Your instructions » Retype, without alteration, each line from the line containing "mark: the cluster" to the final line of the records.

┌─ Source data

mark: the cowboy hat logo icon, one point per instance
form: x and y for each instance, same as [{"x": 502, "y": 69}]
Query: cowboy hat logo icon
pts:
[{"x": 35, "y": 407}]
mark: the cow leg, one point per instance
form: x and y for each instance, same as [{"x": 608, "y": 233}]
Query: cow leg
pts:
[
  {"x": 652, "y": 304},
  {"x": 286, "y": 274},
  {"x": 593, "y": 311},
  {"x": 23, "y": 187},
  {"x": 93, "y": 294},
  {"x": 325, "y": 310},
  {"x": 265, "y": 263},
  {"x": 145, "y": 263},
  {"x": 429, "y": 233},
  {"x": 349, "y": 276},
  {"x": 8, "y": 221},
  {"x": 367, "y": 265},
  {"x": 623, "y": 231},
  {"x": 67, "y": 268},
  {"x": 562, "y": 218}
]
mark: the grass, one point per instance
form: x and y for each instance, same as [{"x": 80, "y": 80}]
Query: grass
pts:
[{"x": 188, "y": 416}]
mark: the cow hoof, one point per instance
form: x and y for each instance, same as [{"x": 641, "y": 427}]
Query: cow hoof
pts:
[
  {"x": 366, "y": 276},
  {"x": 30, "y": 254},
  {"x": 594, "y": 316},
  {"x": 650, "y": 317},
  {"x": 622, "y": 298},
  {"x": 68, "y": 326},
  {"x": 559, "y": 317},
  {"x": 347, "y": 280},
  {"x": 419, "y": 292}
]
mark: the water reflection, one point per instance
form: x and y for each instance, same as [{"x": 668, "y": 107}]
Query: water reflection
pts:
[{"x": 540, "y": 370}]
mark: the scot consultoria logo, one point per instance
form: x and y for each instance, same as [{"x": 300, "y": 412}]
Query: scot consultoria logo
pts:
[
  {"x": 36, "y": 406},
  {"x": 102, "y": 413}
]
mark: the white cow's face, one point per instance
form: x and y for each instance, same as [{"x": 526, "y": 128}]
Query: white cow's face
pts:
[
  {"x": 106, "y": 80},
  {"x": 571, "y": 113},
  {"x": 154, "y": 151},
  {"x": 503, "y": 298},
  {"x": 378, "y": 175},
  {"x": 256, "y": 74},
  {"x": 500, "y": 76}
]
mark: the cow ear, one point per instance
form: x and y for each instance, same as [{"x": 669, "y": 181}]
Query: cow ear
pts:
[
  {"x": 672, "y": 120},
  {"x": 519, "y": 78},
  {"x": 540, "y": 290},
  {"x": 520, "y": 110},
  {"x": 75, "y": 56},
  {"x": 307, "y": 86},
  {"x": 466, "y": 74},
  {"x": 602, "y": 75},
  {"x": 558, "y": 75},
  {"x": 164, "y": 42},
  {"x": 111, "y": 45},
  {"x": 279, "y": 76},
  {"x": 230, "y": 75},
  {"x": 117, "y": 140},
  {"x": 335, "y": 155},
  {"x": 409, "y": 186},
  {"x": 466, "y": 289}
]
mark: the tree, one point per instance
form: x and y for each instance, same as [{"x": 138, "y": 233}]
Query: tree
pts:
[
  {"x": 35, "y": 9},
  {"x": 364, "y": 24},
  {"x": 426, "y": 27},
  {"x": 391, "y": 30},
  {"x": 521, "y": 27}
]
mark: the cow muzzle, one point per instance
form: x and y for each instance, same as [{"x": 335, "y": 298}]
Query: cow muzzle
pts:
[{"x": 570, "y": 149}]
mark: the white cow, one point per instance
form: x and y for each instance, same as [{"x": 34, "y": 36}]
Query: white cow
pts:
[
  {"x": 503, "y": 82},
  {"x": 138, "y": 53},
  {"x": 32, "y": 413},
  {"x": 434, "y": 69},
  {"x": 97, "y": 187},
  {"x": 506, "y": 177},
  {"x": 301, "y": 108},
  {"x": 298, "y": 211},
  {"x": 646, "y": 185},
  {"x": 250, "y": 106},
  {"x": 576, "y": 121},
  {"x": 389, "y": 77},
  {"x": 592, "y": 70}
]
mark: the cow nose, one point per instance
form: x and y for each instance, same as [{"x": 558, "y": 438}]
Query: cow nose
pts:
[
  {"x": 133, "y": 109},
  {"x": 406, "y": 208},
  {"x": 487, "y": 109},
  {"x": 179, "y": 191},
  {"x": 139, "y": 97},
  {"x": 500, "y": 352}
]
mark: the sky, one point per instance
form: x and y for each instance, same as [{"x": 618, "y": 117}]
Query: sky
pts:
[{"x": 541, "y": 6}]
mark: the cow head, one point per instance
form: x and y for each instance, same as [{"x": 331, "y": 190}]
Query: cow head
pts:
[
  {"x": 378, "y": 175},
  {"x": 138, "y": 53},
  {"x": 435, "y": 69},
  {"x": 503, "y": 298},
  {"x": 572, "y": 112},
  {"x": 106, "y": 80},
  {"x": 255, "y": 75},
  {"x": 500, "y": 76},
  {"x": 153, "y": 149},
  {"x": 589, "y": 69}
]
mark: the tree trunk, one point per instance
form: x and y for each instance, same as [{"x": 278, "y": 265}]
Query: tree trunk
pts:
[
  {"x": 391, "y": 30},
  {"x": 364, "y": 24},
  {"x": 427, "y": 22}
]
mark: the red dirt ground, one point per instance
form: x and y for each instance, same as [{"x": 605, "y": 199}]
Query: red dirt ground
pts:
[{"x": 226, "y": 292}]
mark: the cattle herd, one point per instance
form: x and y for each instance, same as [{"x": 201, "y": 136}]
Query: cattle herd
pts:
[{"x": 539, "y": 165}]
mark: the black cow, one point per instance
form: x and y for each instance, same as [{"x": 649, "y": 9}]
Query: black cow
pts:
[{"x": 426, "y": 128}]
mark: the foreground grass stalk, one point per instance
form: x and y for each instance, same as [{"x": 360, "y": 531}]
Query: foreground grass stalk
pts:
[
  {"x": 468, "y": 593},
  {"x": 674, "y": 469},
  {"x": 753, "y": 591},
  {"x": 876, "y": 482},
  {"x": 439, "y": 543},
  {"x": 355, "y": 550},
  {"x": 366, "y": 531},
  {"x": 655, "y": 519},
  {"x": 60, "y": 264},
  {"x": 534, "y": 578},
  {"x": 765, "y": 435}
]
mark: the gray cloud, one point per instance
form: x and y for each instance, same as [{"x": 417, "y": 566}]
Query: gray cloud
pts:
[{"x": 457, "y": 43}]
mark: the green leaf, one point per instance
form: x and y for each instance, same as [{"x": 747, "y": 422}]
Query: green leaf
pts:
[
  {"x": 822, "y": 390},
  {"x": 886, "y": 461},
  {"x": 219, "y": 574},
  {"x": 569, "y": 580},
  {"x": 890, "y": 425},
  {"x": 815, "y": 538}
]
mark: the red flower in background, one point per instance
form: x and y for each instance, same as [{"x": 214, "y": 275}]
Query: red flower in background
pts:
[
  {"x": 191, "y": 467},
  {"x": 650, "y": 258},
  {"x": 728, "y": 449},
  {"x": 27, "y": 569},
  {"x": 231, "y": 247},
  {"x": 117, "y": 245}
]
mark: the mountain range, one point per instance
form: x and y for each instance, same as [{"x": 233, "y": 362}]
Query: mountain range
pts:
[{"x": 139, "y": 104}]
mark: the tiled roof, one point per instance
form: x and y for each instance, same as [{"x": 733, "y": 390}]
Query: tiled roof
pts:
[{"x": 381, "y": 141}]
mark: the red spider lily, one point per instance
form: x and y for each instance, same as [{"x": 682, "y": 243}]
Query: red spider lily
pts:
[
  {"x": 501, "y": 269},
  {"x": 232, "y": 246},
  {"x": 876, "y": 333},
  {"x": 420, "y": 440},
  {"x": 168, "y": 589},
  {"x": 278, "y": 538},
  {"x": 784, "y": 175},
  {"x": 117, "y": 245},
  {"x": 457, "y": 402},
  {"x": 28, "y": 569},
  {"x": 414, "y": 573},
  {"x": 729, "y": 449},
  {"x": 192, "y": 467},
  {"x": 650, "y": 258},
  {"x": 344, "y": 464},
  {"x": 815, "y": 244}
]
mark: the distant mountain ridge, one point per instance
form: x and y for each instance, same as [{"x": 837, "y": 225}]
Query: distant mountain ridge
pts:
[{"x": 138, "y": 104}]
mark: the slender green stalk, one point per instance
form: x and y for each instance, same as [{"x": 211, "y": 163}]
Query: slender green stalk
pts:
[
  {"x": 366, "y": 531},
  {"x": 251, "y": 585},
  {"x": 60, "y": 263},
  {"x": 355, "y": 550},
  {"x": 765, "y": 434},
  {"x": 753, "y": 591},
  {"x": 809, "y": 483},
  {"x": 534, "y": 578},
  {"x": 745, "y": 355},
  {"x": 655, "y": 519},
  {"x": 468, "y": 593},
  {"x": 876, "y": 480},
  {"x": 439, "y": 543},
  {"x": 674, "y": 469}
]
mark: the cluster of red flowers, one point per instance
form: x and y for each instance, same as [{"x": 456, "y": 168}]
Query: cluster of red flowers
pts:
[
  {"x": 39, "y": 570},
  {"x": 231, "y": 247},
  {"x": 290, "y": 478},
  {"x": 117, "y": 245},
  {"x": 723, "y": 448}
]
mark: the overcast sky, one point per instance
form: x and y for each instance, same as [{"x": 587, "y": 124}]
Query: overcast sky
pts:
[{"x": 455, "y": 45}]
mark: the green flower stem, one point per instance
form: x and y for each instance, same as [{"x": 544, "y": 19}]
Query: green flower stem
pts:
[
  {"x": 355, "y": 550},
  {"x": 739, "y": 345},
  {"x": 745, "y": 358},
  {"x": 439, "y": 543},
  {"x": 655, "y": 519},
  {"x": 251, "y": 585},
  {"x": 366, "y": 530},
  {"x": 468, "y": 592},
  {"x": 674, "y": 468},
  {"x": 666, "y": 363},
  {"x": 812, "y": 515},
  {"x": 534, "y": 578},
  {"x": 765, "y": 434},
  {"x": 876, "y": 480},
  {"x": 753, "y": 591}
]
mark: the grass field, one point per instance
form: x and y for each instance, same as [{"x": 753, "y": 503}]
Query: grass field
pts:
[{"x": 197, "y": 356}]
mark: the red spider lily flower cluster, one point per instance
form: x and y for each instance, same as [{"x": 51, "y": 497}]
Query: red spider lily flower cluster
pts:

└─

Task solution »
mark: the cluster of red flowers, one point per instance
form: x and y for each instance, same as [{"x": 456, "y": 168}]
Query: cluster of red flowers
pts:
[
  {"x": 39, "y": 570},
  {"x": 231, "y": 247},
  {"x": 290, "y": 478},
  {"x": 117, "y": 245},
  {"x": 723, "y": 448}
]
mark: the overcast sky, one point per instance
form: x and y for each instance, same as [{"x": 587, "y": 124}]
Query: overcast sky
pts:
[{"x": 455, "y": 45}]
mark: the green flower stem, one point per instance
form: x and y for each instance, same as [{"x": 544, "y": 19}]
Query: green flower stem
pts:
[
  {"x": 355, "y": 550},
  {"x": 739, "y": 345},
  {"x": 745, "y": 358},
  {"x": 439, "y": 543},
  {"x": 655, "y": 519},
  {"x": 251, "y": 585},
  {"x": 366, "y": 530},
  {"x": 468, "y": 592},
  {"x": 674, "y": 468},
  {"x": 666, "y": 363},
  {"x": 812, "y": 515},
  {"x": 534, "y": 578},
  {"x": 765, "y": 434},
  {"x": 876, "y": 480},
  {"x": 753, "y": 591}
]
mark: the grass field, one point per instance
form: x and y for each instance, same as [{"x": 753, "y": 503}]
Query: grass field
pts:
[{"x": 197, "y": 356}]
mark: the red spider lily flower cluster, one point per instance
form: x and y for each instance, same as [{"x": 51, "y": 497}]
Query: red spider lily flower cluster
pts:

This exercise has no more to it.